EXERCISE: Put into a numbered list everything in the entries below from the line containing "spotting the waterfall" down to the line containing "[23,73,183,127]", both included. Skip blank lines and leave out the pictures.

EXCERPTED DATA:
--------------------

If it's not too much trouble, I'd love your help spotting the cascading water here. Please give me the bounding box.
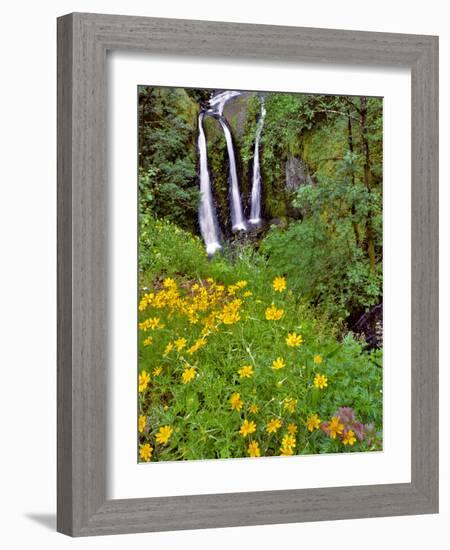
[198,90,248,255]
[208,90,241,116]
[198,113,222,255]
[219,116,247,231]
[249,98,266,226]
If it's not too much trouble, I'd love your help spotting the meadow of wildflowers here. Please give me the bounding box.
[137,219,382,462]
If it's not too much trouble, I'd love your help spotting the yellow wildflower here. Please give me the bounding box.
[286,332,303,348]
[139,370,150,393]
[247,441,261,457]
[281,435,296,450]
[266,418,283,434]
[272,357,286,370]
[139,443,153,462]
[314,373,328,390]
[266,304,284,321]
[142,336,153,346]
[139,317,164,330]
[328,416,344,439]
[342,430,356,445]
[156,426,173,445]
[272,277,286,292]
[238,365,254,378]
[139,292,155,311]
[187,337,208,355]
[283,397,297,413]
[230,393,244,411]
[181,367,197,384]
[287,424,298,435]
[163,277,177,289]
[220,298,242,325]
[239,420,256,437]
[164,342,173,355]
[306,414,320,432]
[280,447,294,456]
[138,414,147,434]
[174,338,186,351]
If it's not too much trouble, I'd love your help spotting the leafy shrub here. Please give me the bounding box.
[138,218,382,461]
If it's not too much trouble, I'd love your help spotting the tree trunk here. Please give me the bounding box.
[347,108,361,245]
[359,97,376,271]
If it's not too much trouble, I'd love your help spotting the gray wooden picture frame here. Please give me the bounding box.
[57,13,438,536]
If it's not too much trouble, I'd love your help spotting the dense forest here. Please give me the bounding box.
[138,86,383,461]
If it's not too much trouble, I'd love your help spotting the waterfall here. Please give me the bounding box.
[249,98,266,225]
[209,90,241,116]
[198,90,247,255]
[219,116,247,231]
[198,113,222,255]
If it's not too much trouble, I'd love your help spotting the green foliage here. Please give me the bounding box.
[139,218,382,461]
[139,86,199,231]
[261,216,381,321]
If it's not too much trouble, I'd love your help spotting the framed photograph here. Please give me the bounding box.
[57,13,438,536]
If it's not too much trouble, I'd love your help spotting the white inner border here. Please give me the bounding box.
[107,52,411,498]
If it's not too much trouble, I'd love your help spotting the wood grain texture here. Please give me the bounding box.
[57,13,438,536]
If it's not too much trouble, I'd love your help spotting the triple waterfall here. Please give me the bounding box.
[198,90,266,255]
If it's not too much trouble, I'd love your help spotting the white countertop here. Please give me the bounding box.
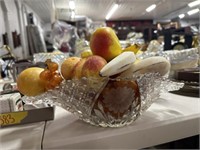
[0,93,200,150]
[43,93,200,149]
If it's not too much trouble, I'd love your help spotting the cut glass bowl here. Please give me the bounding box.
[23,73,184,127]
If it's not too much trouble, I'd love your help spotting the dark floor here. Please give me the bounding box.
[144,135,200,149]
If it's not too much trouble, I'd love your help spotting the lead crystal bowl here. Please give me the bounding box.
[23,73,183,127]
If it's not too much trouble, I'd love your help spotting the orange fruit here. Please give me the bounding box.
[17,67,45,96]
[61,57,81,80]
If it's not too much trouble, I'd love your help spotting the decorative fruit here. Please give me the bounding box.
[61,57,81,80]
[123,44,141,54]
[119,56,171,78]
[17,67,45,96]
[40,59,63,90]
[100,51,136,77]
[81,50,93,58]
[82,55,107,78]
[94,80,141,119]
[72,58,86,79]
[90,27,122,61]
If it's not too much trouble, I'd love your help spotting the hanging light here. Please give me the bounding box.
[69,0,75,10]
[178,14,185,19]
[146,4,156,12]
[106,3,119,20]
[187,8,199,16]
[188,0,200,7]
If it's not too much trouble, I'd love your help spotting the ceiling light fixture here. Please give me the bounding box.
[69,0,75,10]
[106,3,119,20]
[187,8,199,16]
[146,4,156,12]
[188,0,200,7]
[178,14,185,19]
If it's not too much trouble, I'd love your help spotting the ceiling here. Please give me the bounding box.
[24,0,199,23]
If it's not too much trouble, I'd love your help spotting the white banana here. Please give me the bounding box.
[119,56,171,78]
[100,51,136,77]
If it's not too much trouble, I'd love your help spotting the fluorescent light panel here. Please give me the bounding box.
[146,4,156,12]
[178,14,185,19]
[188,0,200,7]
[106,3,119,20]
[187,8,199,16]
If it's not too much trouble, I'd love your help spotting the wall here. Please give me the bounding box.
[0,0,44,59]
[3,0,24,59]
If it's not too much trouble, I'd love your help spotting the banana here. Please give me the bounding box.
[123,44,140,54]
[119,56,171,78]
[99,51,136,77]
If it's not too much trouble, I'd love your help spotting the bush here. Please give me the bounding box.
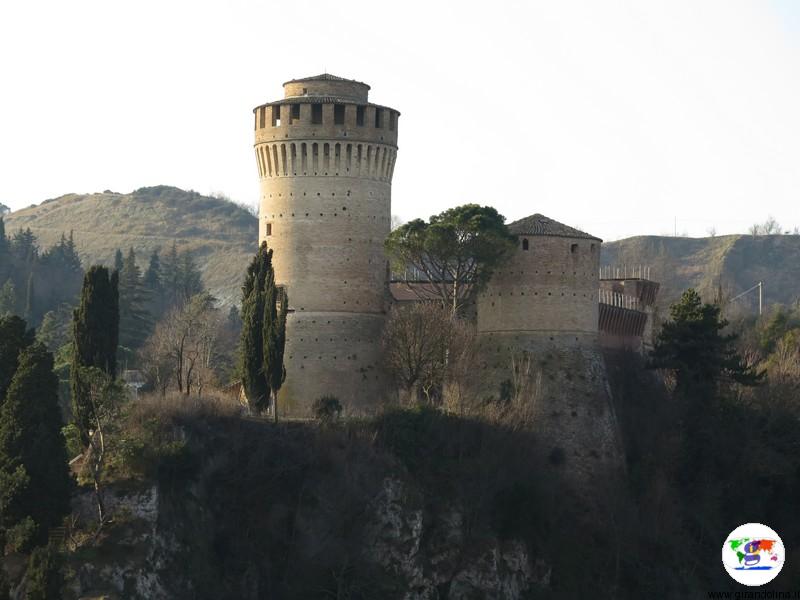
[313,396,342,423]
[25,546,63,600]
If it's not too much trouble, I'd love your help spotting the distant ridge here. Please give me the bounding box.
[601,235,800,307]
[4,185,258,304]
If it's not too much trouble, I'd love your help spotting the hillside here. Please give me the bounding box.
[5,186,258,304]
[601,235,800,307]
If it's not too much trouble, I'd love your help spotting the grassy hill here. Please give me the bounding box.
[5,186,258,304]
[601,235,800,307]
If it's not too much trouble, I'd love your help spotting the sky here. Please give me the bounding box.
[0,0,800,240]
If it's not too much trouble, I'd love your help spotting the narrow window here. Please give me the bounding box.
[333,104,344,125]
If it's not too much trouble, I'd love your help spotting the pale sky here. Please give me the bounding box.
[0,0,800,240]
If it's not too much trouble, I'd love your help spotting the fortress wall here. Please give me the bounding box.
[478,332,624,487]
[259,176,391,313]
[478,236,600,337]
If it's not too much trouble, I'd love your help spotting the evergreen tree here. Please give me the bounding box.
[114,248,125,273]
[70,265,119,444]
[650,289,764,395]
[0,316,33,406]
[239,242,272,412]
[0,279,17,317]
[0,342,72,543]
[0,217,8,259]
[263,276,289,423]
[24,272,36,322]
[144,250,162,294]
[119,248,152,349]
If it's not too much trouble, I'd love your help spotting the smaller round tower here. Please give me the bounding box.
[478,214,622,485]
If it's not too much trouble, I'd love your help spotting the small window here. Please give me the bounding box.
[333,104,344,125]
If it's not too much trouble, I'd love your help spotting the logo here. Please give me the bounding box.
[722,523,786,586]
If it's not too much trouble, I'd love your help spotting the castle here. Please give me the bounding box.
[254,74,657,436]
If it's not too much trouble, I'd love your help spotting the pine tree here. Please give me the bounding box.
[239,242,272,412]
[0,342,72,543]
[263,276,289,423]
[119,248,152,349]
[144,250,162,294]
[70,265,119,444]
[0,316,33,406]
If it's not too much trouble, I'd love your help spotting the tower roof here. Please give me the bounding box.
[283,73,370,89]
[508,213,603,242]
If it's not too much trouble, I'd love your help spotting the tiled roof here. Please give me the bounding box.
[508,213,602,241]
[283,73,369,88]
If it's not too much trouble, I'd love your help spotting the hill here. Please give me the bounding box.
[5,186,258,304]
[601,235,800,307]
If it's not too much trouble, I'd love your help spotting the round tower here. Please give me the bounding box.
[478,214,622,482]
[253,74,400,416]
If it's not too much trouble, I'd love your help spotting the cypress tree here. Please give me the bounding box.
[70,265,119,444]
[263,276,289,423]
[114,248,125,273]
[0,316,33,406]
[239,242,272,412]
[25,273,36,322]
[0,342,72,543]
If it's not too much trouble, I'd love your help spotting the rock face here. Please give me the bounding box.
[368,478,550,600]
[66,477,550,600]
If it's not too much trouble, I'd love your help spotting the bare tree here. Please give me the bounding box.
[383,302,454,402]
[141,294,222,396]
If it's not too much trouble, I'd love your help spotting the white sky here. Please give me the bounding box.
[0,0,800,240]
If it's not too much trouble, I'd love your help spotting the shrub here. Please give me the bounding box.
[313,395,342,423]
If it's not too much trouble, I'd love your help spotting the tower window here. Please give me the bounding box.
[333,104,344,125]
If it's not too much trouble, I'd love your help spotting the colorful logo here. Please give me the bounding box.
[722,523,786,586]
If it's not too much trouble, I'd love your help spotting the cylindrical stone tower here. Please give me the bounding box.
[253,74,400,416]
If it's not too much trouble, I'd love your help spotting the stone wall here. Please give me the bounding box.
[478,236,600,335]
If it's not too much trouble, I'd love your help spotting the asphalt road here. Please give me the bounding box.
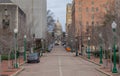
[18,46,106,76]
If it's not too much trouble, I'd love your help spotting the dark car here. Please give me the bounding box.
[27,53,40,63]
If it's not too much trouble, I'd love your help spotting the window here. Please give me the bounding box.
[86,7,89,12]
[92,21,94,25]
[92,7,94,12]
[96,21,99,25]
[91,15,94,19]
[79,7,82,12]
[86,21,89,26]
[79,1,81,5]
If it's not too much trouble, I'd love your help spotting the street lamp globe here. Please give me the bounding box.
[41,39,43,42]
[111,21,117,29]
[24,35,27,38]
[88,37,90,40]
[5,9,8,16]
[14,28,18,34]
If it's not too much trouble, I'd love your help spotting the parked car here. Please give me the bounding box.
[27,53,40,63]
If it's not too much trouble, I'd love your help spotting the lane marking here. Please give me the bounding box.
[58,57,63,76]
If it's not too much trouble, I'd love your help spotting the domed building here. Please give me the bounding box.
[55,20,62,37]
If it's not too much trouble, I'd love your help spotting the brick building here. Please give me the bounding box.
[72,0,112,53]
[0,0,27,53]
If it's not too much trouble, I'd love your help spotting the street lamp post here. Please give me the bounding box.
[99,33,103,64]
[41,39,44,56]
[75,39,78,56]
[14,28,18,68]
[24,35,27,61]
[88,37,90,59]
[71,40,73,52]
[112,21,118,73]
[0,50,2,76]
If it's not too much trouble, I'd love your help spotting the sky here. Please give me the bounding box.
[47,0,72,31]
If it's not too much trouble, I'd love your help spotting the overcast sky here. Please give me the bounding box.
[47,0,72,31]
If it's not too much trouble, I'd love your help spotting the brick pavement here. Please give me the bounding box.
[1,57,24,76]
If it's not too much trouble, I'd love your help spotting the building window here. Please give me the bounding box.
[96,7,99,12]
[91,15,94,20]
[91,1,94,5]
[86,7,89,12]
[86,21,89,26]
[96,21,99,26]
[79,1,81,5]
[92,7,94,12]
[79,7,82,12]
[92,21,94,25]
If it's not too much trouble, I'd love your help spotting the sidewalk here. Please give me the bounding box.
[81,56,120,76]
[1,57,24,76]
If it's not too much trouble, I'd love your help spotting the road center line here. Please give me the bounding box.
[58,57,63,76]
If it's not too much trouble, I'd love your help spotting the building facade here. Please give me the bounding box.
[72,0,112,54]
[72,0,109,36]
[0,0,27,53]
[12,0,47,39]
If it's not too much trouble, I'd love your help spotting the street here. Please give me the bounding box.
[18,46,106,76]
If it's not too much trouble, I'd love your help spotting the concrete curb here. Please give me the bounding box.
[80,56,102,66]
[10,67,25,76]
[95,68,113,76]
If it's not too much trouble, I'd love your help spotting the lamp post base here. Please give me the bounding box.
[112,67,118,73]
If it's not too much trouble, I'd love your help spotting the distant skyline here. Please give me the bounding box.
[47,0,72,31]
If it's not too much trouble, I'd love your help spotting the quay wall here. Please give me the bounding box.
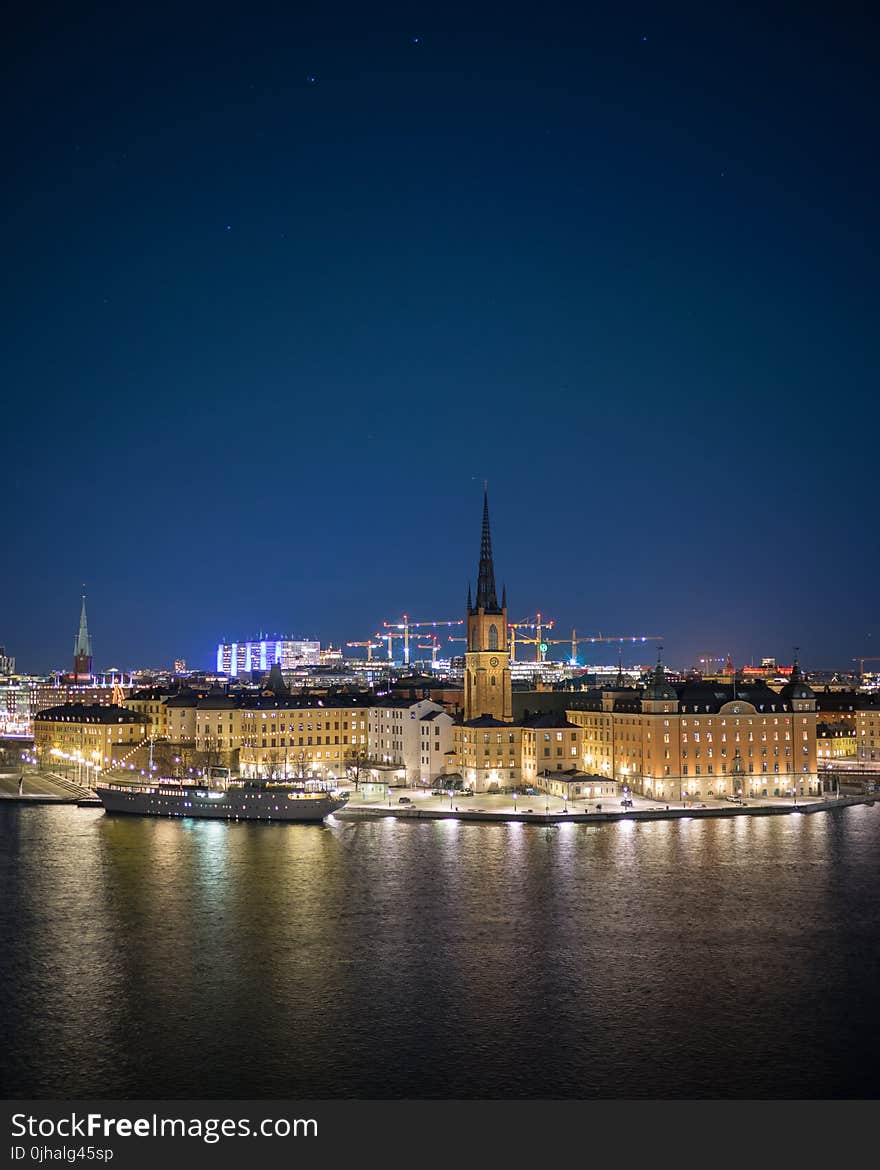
[334,796,874,825]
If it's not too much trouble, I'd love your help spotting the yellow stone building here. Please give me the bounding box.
[568,662,819,800]
[34,703,149,780]
[448,495,592,792]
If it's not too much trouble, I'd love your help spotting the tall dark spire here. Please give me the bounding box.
[74,585,91,680]
[74,586,91,658]
[476,489,499,611]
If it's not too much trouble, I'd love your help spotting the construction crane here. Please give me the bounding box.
[510,622,664,666]
[508,613,554,662]
[566,628,664,666]
[376,614,465,666]
[345,641,381,662]
[415,636,440,667]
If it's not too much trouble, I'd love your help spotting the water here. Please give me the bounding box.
[0,807,880,1097]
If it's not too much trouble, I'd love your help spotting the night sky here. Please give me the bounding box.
[0,2,880,670]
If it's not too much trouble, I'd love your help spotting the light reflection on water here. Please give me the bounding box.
[0,807,880,1097]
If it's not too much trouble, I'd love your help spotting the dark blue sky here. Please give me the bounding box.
[0,2,880,669]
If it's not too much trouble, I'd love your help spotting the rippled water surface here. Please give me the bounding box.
[0,807,880,1097]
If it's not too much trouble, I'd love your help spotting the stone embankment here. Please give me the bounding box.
[334,796,874,825]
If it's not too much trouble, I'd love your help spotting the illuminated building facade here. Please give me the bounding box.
[447,494,583,792]
[34,703,147,780]
[568,662,819,800]
[216,638,321,679]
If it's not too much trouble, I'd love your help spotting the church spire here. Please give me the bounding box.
[476,488,499,612]
[74,585,91,681]
[74,586,91,658]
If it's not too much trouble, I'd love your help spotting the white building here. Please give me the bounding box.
[216,638,321,677]
[367,698,453,787]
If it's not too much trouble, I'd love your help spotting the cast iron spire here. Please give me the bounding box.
[74,592,91,658]
[476,488,499,612]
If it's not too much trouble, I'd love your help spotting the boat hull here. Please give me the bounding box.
[97,785,348,821]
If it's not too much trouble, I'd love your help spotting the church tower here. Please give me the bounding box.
[74,593,91,682]
[465,491,514,723]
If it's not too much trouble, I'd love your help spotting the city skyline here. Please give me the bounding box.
[0,6,880,670]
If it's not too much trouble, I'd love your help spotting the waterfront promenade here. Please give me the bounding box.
[334,789,874,825]
[0,771,90,804]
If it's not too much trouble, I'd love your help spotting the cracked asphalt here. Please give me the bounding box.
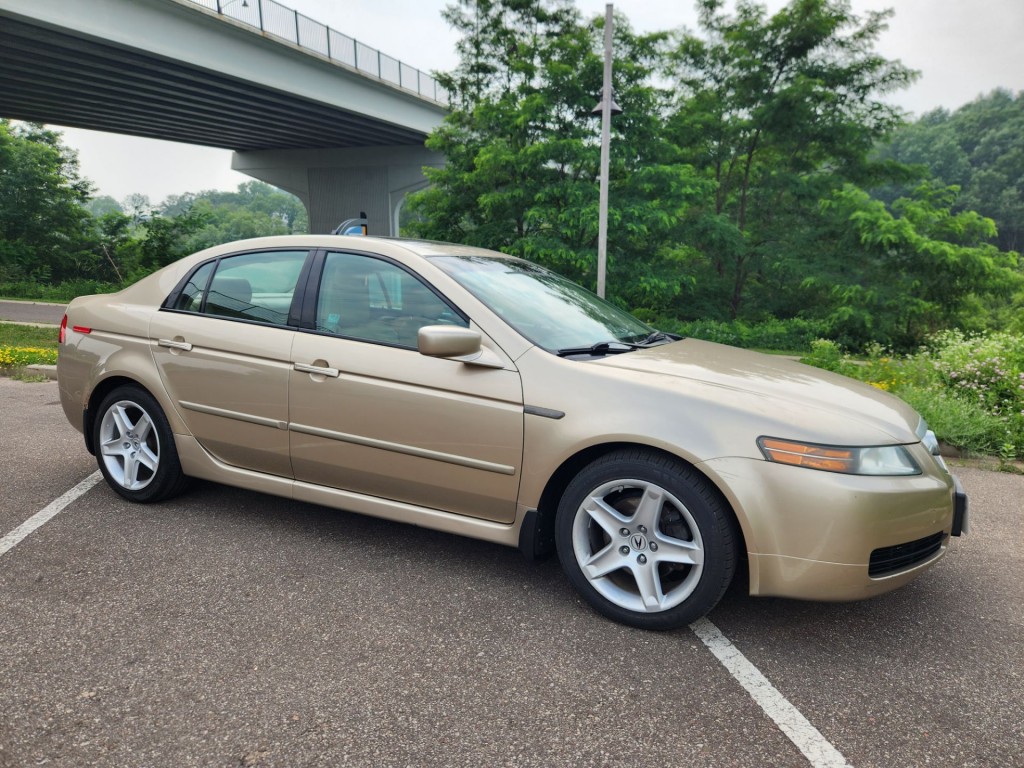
[0,378,1024,768]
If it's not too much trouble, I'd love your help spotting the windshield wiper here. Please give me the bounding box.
[635,331,683,347]
[556,340,641,357]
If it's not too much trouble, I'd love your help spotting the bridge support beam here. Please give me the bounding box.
[231,146,444,237]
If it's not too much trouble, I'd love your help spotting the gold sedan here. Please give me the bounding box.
[57,236,968,629]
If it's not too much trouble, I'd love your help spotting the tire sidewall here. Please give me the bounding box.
[555,452,737,630]
[92,385,182,504]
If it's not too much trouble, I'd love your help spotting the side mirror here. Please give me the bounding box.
[417,326,482,357]
[417,326,505,368]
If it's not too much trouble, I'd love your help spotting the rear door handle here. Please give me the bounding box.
[294,362,341,379]
[157,339,191,352]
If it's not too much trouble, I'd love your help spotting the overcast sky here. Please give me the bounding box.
[63,0,1024,204]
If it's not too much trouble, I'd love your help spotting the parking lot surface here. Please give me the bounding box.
[0,378,1024,768]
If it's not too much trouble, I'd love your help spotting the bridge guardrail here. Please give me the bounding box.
[188,0,449,105]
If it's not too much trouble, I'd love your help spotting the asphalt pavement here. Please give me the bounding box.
[0,380,1024,768]
[0,301,68,326]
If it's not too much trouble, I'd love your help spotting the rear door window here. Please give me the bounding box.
[174,251,308,326]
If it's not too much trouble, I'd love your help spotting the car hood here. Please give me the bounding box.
[598,339,921,444]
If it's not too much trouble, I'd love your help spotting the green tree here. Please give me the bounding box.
[0,120,97,282]
[410,0,700,308]
[671,0,914,318]
[880,90,1024,251]
[803,183,1024,349]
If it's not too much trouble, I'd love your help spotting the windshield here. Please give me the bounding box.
[430,256,654,352]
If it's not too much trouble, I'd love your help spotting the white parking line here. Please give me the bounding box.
[690,618,850,768]
[0,469,103,557]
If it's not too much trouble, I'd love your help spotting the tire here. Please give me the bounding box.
[92,386,188,504]
[555,450,738,630]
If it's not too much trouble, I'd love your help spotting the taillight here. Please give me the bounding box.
[57,314,92,344]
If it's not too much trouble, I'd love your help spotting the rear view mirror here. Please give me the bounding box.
[417,326,481,357]
[417,326,505,368]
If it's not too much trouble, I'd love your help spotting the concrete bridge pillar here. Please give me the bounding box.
[231,145,444,237]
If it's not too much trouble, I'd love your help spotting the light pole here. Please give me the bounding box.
[594,3,623,299]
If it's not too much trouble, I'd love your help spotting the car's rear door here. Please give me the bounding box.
[150,249,309,477]
[289,253,523,522]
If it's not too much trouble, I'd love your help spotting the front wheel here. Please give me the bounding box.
[555,450,737,630]
[92,386,187,503]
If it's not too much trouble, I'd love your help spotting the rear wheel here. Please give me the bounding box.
[92,386,187,503]
[555,451,737,630]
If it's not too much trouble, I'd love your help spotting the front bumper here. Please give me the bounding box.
[700,454,968,601]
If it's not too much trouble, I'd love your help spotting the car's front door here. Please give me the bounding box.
[150,251,307,477]
[289,253,523,522]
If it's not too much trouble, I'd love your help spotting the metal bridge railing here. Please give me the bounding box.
[188,0,449,104]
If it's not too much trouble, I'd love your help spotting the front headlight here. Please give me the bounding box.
[758,437,921,475]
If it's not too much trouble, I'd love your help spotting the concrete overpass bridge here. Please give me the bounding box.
[0,0,446,234]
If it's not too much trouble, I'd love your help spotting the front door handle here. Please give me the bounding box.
[294,362,341,379]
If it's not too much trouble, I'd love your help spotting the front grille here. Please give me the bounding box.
[867,531,946,578]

--------------------

SOLUTION:
1. If it's not too much trouble, I'd love your help spotting the waterfall here. Please give me the bounding box.
2. [249,98,266,225]
3. [209,90,241,116]
4. [198,90,247,255]
5. [219,116,247,231]
6. [198,113,222,255]
7. If it's not too much trouble, I'd love your help spotting the green foliage here. Please give me the bounding box.
8. [139,218,382,461]
9. [139,86,199,231]
10. [261,216,381,321]
11. If it's not too much trouble, I'd love your help spotting the framed photograph here. Please give me the bounding box.
12. [57,13,438,536]
13. If it's not too much trouble, I'd love your help spotting the white inner border here. Please give me the bounding box.
14. [107,52,411,498]
15. If it's not too much trouble, I'd love your help spotting the wood grain texture here. Please give me the bounding box.
16. [57,13,438,536]
17. If it's not too much trouble, I'd love your help spotting the triple waterfall here. Please give me the bounding box.
18. [198,90,266,255]
19. If it's not too much trouble, I'd love your help spotting the white countertop here. Please give me the bounding box.
20. [0,93,200,150]
21. [43,93,200,149]
22. If it's not too much trouble, I'd love your help spotting the cut glass bowl here. Please give me the bounding box.
23. [23,73,184,127]
24. If it's not too much trouble, I'd love your help spotting the dark floor here. Please give me the bounding box.
25. [144,135,200,149]
26. If it's not too much trouble, I'd love your help spotting the lead crystal bowl here. Please give me the bounding box.
27. [23,73,183,127]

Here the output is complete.